What is required: Reproduce the passage below on English translations of Mayakovsky in full, without changing a word.

Stick to the sky red flags adrift !
Who's marching there with the right? ! !
LEFT !
LEFT !
LEFT !
(1965; p. 130)
as distinct from the softer, and quite different translation of Alec Vagapov:
Deck out the sky with drape!
March boldly ahead, don't be late!
Who's marching out of step?
Left!
Left!
Left!
(poetrypoem.com, © 1968)
It is understandable that Almereyda would want to relieve Mayakovsky of his “second death”, as Pasternak names it; that of his “compulsory propagation” following Stalin's forceful re-endorsement of the poet's work in 1935, and of those translations which privilege the political and/or propagandist content at the expense of formal and linguistic innovation, but it is clear that rather than simply redress the balance Almereyda is keen to cleanse the poetry in this collection of its political thrust as far as he is able. Thus, apart from '150,000,000', there is no primarily political poem present here, despite the fact that roughly one third of Mayakovsky's output was straight propagandist verse/captions. Additionally, there are instances in these new translations commissioned by Almereyda in which specific propagandic terms in the original Russian are rephrased more generally, and thus appear to be less politically rigorous. For example, the line in 'An Extraordinary Adventure...' which is generally translated as '[I am] worn out with ROSTA publicity' is here changed to 'swallowed up with posterwork' (p.146) despite the Russian text explicitly expressing the former term: 'что-де заела
Роста' (my emphasis). One could argue that Vinokur, responsible here for the latter translation, is simply interested in making the poem more accessible to the contemporary English reader with no prior knowledge of ROSTA, and has nothing to do with political obstruction per se, but that in itself would be a questionable approach. Further, in 'At the Top of My Voice' (here translated as 'Screaming My Head Off', p. 3), the lines formerly translated by George Reavey and Herbert Marshall respectively as:
Agitprop
sticks
in my teeth too
(
The Bedbug and Selected Poetry, 1975, p.222)

Supplied material:
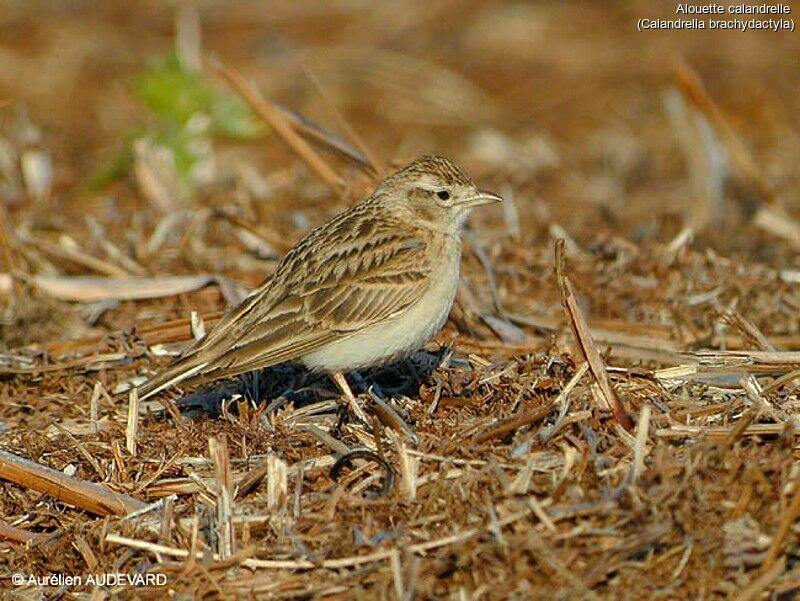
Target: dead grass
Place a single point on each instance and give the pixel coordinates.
(664, 466)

Solution:
Stick to the sky red flags adrift !
Who's marching there with the right? ! !
LEFT !
LEFT !
LEFT !
(1965; p. 130)
as distinct from the softer, and quite different translation of Alec Vagapov:
Deck out the sky with drape!
March boldly ahead, don't be late!
Who's marching out of step?
Left!
Left!
Left!
(poetrypoem.com, © 1968)
It is understandable that Almereyda would want to relieve Mayakovsky of his “second death”, as Pasternak names it; that of his “compulsory propagation” following Stalin's forceful re-endorsement of the poet's work in 1935, and of those translations which privilege the political and/or propagandist content at the expense of formal and linguistic innovation, but it is clear that rather than simply redress the balance Almereyda is keen to cleanse the poetry in this collection of its political thrust as far as he is able. Thus, apart from '150,000,000', there is no primarily political poem present here, despite the fact that roughly one third of Mayakovsky's output was straight propagandist verse/captions. Additionally, there are instances in these new translations commissioned by Almereyda in which specific propagandic terms in the original Russian are rephrased more generally, and thus appear to be less politically rigorous. For example, the line in 'An Extraordinary Adventure...' which is generally translated as '[I am] worn out with ROSTA publicity' is here changed to 'swallowed up with posterwork' (p.146) despite the Russian text explicitly expressing the former term: 'что-де заела
Роста' (my emphasis). One could argue that Vinokur, responsible here for the latter translation, is simply interested in making the poem more accessible to the contemporary English reader with no prior knowledge of ROSTA, and has nothing to do with political obstruction per se, but that in itself would be a questionable approach. Further, in 'At the Top of My Voice' (here translated as 'Screaming My Head Off', p. 3), the lines formerly translated by George Reavey and Herbert Marshall respectively as:
Agitprop
sticks
in my teeth too
(
The Bedbug and Selected Poetry, 1975, p.222)